-- Given records follows --
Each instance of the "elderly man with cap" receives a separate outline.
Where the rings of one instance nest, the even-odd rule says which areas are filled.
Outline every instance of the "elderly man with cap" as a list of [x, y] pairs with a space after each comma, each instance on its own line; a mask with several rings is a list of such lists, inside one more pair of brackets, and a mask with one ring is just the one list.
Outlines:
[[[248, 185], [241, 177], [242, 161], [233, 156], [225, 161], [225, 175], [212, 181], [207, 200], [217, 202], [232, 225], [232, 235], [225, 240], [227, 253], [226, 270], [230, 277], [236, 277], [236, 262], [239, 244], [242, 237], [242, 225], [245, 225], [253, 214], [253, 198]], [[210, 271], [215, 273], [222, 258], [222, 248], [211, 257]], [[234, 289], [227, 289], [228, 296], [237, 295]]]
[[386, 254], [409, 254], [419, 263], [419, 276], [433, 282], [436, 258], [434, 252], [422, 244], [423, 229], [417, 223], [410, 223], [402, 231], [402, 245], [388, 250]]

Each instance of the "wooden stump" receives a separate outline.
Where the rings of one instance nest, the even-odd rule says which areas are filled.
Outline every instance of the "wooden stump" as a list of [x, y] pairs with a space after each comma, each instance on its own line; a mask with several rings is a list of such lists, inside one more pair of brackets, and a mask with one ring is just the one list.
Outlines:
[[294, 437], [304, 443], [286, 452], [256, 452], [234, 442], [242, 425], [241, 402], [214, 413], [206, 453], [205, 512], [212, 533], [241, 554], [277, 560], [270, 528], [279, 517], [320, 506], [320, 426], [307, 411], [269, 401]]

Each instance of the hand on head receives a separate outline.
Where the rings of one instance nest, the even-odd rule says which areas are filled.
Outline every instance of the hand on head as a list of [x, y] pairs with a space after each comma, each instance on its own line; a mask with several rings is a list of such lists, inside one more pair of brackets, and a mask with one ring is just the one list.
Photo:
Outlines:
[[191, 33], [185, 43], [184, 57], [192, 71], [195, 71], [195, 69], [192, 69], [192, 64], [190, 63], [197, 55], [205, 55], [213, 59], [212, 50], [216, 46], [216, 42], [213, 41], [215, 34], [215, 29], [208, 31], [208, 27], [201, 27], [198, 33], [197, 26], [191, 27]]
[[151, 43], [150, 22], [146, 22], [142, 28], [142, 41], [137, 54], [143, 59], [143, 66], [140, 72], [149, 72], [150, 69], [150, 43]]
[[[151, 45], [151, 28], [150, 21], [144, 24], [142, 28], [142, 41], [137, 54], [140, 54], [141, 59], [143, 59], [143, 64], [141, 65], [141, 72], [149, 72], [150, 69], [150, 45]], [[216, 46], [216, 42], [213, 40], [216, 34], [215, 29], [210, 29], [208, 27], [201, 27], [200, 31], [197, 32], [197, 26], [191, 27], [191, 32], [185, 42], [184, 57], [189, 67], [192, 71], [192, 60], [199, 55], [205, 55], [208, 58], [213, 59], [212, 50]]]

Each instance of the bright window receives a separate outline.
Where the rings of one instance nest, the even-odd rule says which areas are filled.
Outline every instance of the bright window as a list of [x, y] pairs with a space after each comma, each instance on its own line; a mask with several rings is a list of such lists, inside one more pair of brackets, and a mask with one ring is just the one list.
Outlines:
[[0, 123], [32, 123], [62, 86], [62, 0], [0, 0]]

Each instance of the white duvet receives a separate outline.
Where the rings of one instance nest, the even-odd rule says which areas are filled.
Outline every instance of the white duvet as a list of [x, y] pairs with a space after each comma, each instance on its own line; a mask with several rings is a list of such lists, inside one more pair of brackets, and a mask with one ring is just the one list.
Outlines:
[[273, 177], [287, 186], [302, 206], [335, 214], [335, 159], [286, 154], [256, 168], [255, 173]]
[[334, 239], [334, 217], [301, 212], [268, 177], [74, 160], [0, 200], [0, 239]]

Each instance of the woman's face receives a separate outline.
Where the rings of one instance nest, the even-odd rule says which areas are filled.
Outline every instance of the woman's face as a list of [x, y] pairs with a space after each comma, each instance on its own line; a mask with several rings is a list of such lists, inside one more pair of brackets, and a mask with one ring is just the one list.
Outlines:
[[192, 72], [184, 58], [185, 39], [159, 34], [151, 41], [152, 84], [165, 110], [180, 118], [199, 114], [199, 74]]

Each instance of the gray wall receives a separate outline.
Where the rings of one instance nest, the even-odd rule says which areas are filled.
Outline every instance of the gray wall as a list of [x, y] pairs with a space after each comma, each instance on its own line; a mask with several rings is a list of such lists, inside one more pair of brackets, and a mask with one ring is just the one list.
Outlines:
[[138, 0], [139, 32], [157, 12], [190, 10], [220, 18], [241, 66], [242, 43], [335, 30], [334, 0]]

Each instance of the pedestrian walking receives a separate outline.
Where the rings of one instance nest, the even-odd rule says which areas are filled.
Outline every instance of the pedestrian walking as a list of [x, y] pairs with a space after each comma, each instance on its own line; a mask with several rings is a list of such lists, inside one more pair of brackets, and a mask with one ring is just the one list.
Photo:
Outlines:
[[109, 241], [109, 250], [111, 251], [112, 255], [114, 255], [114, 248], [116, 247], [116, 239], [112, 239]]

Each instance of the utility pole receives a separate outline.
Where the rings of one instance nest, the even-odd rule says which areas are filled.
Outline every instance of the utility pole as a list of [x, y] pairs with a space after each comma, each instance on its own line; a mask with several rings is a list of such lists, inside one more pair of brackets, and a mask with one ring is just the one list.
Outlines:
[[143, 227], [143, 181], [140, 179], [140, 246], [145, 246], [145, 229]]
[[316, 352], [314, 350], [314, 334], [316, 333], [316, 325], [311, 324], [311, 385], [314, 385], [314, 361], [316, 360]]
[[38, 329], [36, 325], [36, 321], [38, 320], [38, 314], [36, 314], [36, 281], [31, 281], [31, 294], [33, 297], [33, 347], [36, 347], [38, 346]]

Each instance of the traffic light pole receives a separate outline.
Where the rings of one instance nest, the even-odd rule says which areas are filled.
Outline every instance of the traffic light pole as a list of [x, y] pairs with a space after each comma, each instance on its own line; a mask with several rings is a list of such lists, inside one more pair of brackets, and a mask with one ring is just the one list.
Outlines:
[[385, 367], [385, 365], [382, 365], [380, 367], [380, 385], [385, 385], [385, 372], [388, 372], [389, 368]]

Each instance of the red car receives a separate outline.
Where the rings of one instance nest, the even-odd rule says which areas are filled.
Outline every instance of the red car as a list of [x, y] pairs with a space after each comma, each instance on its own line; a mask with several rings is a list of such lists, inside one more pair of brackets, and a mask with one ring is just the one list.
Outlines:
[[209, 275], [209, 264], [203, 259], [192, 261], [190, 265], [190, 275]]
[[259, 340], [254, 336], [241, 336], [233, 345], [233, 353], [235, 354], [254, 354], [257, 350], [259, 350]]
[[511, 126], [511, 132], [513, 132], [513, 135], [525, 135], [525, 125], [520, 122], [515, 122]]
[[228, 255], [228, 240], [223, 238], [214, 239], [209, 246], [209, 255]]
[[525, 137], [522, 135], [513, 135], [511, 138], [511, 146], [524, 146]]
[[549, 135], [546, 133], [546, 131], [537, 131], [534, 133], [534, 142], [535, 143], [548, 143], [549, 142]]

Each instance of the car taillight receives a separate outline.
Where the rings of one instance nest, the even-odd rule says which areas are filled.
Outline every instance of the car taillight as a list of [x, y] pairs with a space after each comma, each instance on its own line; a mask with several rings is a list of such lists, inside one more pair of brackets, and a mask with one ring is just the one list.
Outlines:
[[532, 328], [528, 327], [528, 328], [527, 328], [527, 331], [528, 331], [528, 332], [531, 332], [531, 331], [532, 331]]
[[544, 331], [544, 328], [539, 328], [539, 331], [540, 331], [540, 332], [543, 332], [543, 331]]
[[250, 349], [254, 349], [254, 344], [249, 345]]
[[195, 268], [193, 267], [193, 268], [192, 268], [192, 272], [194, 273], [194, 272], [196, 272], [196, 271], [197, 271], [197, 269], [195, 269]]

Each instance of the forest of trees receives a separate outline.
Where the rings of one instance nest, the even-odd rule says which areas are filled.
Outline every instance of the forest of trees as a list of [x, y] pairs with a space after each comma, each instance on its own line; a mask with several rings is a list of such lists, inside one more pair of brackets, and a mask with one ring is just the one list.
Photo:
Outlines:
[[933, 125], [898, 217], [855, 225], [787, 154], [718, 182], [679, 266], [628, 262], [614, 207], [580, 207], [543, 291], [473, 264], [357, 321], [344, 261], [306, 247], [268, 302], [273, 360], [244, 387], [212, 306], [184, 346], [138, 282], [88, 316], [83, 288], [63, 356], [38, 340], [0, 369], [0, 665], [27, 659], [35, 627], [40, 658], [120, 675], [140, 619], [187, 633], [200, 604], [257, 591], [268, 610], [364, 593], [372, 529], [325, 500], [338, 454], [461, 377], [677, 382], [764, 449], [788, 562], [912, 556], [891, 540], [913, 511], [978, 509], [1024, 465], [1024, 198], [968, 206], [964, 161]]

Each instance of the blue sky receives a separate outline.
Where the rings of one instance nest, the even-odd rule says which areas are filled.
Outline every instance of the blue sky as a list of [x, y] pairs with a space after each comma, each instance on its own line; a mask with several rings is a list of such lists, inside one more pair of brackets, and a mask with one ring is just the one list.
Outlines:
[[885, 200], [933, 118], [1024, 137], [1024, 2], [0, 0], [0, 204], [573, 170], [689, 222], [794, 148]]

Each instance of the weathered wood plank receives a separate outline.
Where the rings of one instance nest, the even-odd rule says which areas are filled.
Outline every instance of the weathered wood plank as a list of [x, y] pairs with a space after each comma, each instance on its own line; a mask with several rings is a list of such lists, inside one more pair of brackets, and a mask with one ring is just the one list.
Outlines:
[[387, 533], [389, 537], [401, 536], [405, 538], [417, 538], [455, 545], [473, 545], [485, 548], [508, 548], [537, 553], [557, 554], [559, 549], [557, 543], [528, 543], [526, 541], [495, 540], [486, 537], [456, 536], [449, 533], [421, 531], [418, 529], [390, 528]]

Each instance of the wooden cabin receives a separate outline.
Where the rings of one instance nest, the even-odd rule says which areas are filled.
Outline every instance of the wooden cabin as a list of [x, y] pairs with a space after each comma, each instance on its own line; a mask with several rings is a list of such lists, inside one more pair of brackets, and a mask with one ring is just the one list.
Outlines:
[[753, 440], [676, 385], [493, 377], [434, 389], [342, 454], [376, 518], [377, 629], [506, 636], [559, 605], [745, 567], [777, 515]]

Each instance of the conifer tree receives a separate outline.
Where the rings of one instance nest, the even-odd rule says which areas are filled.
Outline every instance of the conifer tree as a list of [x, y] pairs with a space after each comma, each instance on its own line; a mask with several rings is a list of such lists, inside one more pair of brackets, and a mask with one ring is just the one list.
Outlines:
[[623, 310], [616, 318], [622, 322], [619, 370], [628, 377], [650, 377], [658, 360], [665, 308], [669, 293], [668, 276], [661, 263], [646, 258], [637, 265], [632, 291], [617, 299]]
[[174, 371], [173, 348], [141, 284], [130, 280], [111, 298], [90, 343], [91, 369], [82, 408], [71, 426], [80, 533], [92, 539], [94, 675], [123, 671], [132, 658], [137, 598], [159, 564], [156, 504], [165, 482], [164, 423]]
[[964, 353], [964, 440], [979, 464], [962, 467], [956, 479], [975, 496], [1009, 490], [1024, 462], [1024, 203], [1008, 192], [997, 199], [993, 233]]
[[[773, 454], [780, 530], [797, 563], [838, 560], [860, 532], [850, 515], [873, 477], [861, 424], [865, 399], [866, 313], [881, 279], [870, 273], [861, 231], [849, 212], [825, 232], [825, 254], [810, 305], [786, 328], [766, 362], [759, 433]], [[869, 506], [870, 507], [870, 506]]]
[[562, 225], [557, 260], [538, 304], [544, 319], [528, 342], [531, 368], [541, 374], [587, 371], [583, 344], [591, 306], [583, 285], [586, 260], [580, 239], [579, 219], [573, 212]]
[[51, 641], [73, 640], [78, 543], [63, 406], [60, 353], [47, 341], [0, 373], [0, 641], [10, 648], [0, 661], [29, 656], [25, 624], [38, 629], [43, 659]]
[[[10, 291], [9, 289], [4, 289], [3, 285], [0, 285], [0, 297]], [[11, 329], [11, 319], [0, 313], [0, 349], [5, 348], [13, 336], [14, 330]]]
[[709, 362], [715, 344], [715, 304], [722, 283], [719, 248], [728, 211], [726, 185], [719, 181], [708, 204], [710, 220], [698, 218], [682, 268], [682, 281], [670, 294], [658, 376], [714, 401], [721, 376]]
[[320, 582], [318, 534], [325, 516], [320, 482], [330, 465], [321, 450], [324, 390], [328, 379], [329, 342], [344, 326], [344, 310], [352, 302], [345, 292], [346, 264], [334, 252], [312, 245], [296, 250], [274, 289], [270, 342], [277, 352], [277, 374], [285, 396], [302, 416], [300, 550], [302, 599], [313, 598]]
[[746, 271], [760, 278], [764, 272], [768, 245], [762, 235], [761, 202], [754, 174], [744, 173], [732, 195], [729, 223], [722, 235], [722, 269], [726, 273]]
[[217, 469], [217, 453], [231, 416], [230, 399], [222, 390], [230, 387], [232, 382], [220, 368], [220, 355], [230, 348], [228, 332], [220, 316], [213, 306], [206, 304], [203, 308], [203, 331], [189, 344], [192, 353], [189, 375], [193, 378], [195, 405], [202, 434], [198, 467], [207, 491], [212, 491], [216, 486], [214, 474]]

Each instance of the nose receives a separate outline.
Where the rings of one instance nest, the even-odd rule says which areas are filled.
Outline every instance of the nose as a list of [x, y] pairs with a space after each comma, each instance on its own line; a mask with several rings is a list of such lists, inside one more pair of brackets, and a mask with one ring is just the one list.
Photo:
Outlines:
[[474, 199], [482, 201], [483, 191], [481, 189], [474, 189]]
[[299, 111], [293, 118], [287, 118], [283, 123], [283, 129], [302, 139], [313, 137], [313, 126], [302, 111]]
-- Given records concluded --
_Task instructions_. The lines you need are those containing "bright"; find them in the records and copy them.

_Task result_.
Each instance of the bright window receives a separate outline.
Outline every instance of the bright window as a list of [x, y] pairs with a space after each comma, each instance on its own line; a mask with several rings is a list of such lists, inside one more pair of brackets, and a mask with one ring is just the one list.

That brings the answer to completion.